[Dataset extract]
————
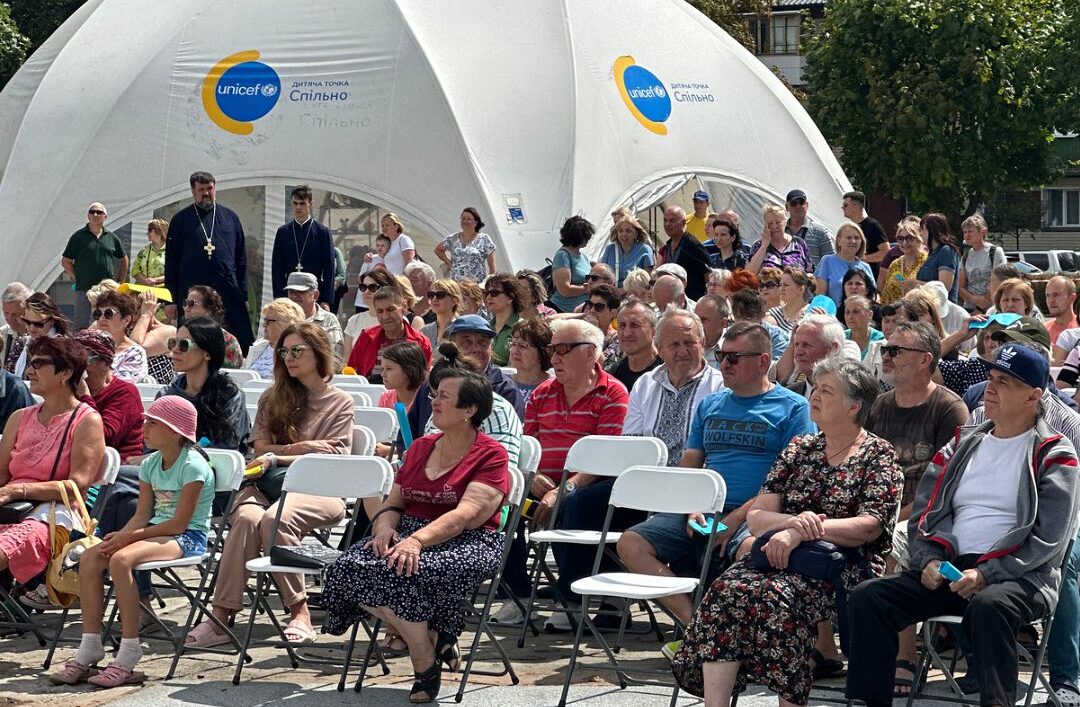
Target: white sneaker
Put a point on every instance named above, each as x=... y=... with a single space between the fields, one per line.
x=509 y=614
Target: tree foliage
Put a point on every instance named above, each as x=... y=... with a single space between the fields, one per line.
x=944 y=102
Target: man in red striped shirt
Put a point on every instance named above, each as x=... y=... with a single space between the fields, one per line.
x=581 y=399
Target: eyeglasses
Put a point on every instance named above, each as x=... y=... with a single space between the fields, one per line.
x=893 y=350
x=183 y=345
x=732 y=356
x=563 y=349
x=296 y=352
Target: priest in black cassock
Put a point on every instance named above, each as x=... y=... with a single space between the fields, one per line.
x=205 y=246
x=304 y=245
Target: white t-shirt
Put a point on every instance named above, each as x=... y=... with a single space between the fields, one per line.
x=984 y=505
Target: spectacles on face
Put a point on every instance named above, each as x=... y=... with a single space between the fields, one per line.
x=893 y=350
x=732 y=356
x=183 y=345
x=563 y=349
x=296 y=352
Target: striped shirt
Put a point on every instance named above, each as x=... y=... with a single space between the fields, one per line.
x=548 y=417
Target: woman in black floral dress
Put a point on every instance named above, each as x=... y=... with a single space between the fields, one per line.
x=841 y=486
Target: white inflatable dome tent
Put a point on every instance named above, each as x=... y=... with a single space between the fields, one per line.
x=529 y=111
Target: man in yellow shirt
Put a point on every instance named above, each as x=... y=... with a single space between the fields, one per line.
x=696 y=221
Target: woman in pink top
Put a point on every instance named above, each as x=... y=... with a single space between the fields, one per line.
x=56 y=439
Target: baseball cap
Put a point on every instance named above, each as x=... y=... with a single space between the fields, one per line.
x=1023 y=364
x=301 y=281
x=470 y=323
x=1025 y=329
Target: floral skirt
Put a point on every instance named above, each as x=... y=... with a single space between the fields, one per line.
x=448 y=574
x=767 y=623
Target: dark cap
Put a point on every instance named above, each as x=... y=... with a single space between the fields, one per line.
x=1025 y=329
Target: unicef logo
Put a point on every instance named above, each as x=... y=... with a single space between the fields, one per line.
x=644 y=94
x=239 y=91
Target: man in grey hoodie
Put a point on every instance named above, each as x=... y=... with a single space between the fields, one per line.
x=1000 y=503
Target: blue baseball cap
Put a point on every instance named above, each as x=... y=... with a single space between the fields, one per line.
x=1023 y=364
x=470 y=323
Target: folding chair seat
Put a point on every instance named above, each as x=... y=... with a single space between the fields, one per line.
x=659 y=489
x=341 y=476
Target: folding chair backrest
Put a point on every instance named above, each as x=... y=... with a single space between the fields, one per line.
x=228 y=465
x=611 y=454
x=670 y=489
x=528 y=460
x=363 y=440
x=342 y=476
x=241 y=376
x=381 y=421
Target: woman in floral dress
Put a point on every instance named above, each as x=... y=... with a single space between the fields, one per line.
x=841 y=486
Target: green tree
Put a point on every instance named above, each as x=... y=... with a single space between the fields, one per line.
x=944 y=102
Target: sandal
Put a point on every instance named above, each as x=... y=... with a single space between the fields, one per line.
x=115 y=676
x=72 y=674
x=447 y=651
x=205 y=636
x=902 y=687
x=427 y=683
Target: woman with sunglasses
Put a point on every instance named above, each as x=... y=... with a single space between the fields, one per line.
x=278 y=315
x=445 y=301
x=205 y=301
x=904 y=269
x=599 y=309
x=503 y=297
x=300 y=413
x=41 y=318
x=115 y=314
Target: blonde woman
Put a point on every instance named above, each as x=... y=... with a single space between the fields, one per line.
x=278 y=315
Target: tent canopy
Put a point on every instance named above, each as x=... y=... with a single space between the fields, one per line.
x=529 y=111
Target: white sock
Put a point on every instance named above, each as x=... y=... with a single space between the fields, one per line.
x=130 y=653
x=90 y=650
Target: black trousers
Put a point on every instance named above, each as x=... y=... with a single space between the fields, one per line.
x=879 y=609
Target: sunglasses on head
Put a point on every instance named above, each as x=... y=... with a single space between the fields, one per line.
x=295 y=352
x=563 y=349
x=183 y=345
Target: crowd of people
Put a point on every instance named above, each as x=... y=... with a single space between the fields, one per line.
x=846 y=386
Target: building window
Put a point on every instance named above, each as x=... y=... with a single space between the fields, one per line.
x=1063 y=207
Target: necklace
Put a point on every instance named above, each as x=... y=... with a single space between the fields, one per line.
x=210 y=236
x=299 y=250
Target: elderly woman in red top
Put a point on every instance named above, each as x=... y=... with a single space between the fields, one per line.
x=582 y=399
x=435 y=539
x=59 y=438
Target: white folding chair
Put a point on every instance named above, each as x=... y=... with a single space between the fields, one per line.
x=607 y=456
x=659 y=489
x=241 y=376
x=381 y=421
x=328 y=476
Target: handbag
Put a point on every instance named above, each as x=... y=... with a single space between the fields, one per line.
x=312 y=557
x=15 y=512
x=62 y=581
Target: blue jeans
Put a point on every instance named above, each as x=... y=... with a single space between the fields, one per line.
x=1064 y=641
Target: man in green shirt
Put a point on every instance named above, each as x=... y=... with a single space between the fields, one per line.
x=93 y=254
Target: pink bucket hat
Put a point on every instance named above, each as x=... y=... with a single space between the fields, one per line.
x=176 y=413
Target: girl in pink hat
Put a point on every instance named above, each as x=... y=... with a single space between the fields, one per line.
x=176 y=492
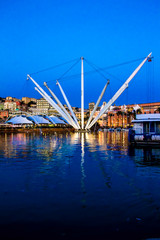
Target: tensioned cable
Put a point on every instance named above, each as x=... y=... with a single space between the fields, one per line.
x=67 y=71
x=98 y=70
x=102 y=69
x=52 y=67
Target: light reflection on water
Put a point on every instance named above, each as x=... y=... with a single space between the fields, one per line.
————
[Your objective] Copy each line of the data that includes the word "sunglasses".

[Your response]
Target: woman with sunglasses
Target: sunglasses on head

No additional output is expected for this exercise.